TASK GOAL:
Pick out each line of the items that contains the word "numbering" and copy it.

DATA TO USE:
-----
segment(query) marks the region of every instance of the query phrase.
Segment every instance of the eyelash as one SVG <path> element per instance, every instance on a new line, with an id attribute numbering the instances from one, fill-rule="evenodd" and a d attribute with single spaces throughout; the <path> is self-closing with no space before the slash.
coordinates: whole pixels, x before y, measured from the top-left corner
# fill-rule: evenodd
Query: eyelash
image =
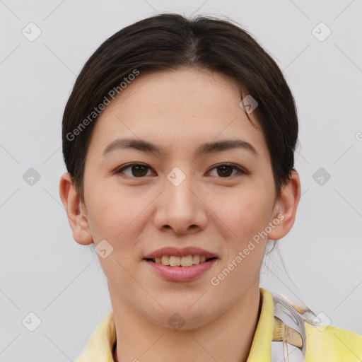
<path id="1" fill-rule="evenodd" d="M 114 173 L 115 174 L 119 174 L 119 173 L 122 173 L 122 171 L 124 171 L 124 170 L 127 170 L 128 168 L 131 168 L 132 166 L 144 166 L 148 169 L 151 169 L 149 166 L 148 166 L 147 165 L 145 165 L 144 163 L 129 163 L 128 165 L 126 165 L 124 166 L 122 166 L 121 168 L 117 168 L 115 171 L 114 171 Z M 216 166 L 214 166 L 213 168 L 211 169 L 211 170 L 215 169 L 215 168 L 220 168 L 221 166 L 228 166 L 228 167 L 230 167 L 231 168 L 233 168 L 234 170 L 238 170 L 241 175 L 247 175 L 247 173 L 243 170 L 243 168 L 241 168 L 239 166 L 237 166 L 236 165 L 234 165 L 233 163 L 221 163 L 219 165 L 216 165 Z M 235 175 L 234 175 L 235 176 Z M 131 177 L 131 178 L 143 178 L 143 177 L 145 177 L 146 176 L 141 176 L 141 177 L 134 177 L 134 176 L 127 176 L 129 177 Z M 218 178 L 230 178 L 231 176 L 227 176 L 226 177 L 219 177 Z"/>

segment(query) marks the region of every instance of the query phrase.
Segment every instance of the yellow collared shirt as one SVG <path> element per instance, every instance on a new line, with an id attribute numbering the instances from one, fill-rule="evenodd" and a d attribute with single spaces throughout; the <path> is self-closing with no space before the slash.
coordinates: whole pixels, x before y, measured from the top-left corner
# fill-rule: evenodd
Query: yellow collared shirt
<path id="1" fill-rule="evenodd" d="M 259 288 L 262 310 L 247 362 L 271 362 L 274 330 L 272 293 Z M 305 362 L 361 362 L 362 336 L 328 326 L 317 328 L 305 322 Z M 109 312 L 91 335 L 76 362 L 114 362 L 112 348 L 116 340 L 113 311 Z"/>

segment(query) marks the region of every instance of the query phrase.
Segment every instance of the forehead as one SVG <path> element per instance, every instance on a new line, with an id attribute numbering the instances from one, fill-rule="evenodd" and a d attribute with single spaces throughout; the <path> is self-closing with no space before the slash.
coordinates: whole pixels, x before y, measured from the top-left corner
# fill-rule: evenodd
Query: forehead
<path id="1" fill-rule="evenodd" d="M 91 144 L 99 153 L 117 138 L 134 137 L 171 152 L 241 139 L 267 157 L 264 135 L 247 119 L 240 100 L 238 82 L 216 71 L 182 68 L 141 73 L 100 114 Z M 249 117 L 259 127 L 252 113 Z"/>

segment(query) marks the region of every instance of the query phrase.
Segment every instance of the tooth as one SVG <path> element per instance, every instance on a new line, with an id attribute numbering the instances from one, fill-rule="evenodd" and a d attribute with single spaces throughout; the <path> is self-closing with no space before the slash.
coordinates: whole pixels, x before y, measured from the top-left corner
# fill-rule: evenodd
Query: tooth
<path id="1" fill-rule="evenodd" d="M 180 267 L 181 265 L 181 258 L 180 257 L 170 257 L 170 267 Z"/>
<path id="2" fill-rule="evenodd" d="M 181 258 L 182 267 L 191 267 L 192 265 L 192 255 L 187 255 Z"/>
<path id="3" fill-rule="evenodd" d="M 169 261 L 170 261 L 170 258 L 169 258 L 168 255 L 163 255 L 162 256 L 161 264 L 163 264 L 163 265 L 170 265 Z"/>
<path id="4" fill-rule="evenodd" d="M 192 256 L 192 263 L 193 264 L 199 264 L 200 262 L 200 256 L 199 255 L 193 255 Z"/>

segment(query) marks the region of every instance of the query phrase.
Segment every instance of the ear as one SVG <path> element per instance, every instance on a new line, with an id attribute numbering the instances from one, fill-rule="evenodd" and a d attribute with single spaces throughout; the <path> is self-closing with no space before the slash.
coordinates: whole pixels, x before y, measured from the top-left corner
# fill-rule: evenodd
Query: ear
<path id="1" fill-rule="evenodd" d="M 297 171 L 293 170 L 291 179 L 283 187 L 281 196 L 276 201 L 269 221 L 274 226 L 268 238 L 272 240 L 281 239 L 291 229 L 298 204 L 300 199 L 300 180 Z"/>
<path id="2" fill-rule="evenodd" d="M 64 205 L 74 240 L 83 245 L 93 243 L 86 206 L 73 185 L 69 173 L 64 173 L 60 178 L 59 195 Z"/>

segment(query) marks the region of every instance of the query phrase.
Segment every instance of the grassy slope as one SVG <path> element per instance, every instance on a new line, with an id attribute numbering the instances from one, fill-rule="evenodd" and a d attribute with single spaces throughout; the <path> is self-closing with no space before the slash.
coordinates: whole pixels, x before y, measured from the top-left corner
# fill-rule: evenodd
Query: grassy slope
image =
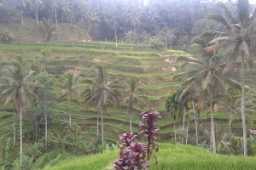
-----
RESPONSE BELOW:
Segment every instance of the eyelash as one SVG <path> element per instance, every instance on a new line, with an id attribute numbering the instances from one, fill-rule="evenodd" and a d attribute with single spaces throughout; the <path> is self-closing with no space before the slash.
Segment every instance of the yellow collared shirt as one SVG <path> element per instance, every instance on a new line, with an id attribute numbering the instances from one, fill-rule="evenodd" and a d attribute with single spaces throughout; the <path> is self-closing with no space before the slash.
Segment every instance of the forehead as one SVG <path> element per instance, every instance on a new line, with an id attribute numbering the instances from one, fill-rule="evenodd" and a d attribute with single spaces throughout; the <path> is self-closing with no space before the slash.
Segment every instance of the tooth as one SVG <path> element per instance, every instance on a new line, with an id attribute numbering the instances from one, fill-rule="evenodd" and a d attribute with single spaces throughout; the <path> is self-closing with no space before the slash.
Segment every instance of the ear as one SVG <path> element per instance, every instance on a new line, with an id attribute numbering the instances from one, fill-rule="evenodd" and a d attribute with single spaces throughout; the <path> is self-closing with no space before the slash.
Segment every instance of the grassy slope as one SVG <path> element per instance, every instance on a new line, with an id attribute numbering the instances from one, fill-rule="evenodd" and a d attribute with single spaces throughout; the <path> is self-closing with no space before the slash.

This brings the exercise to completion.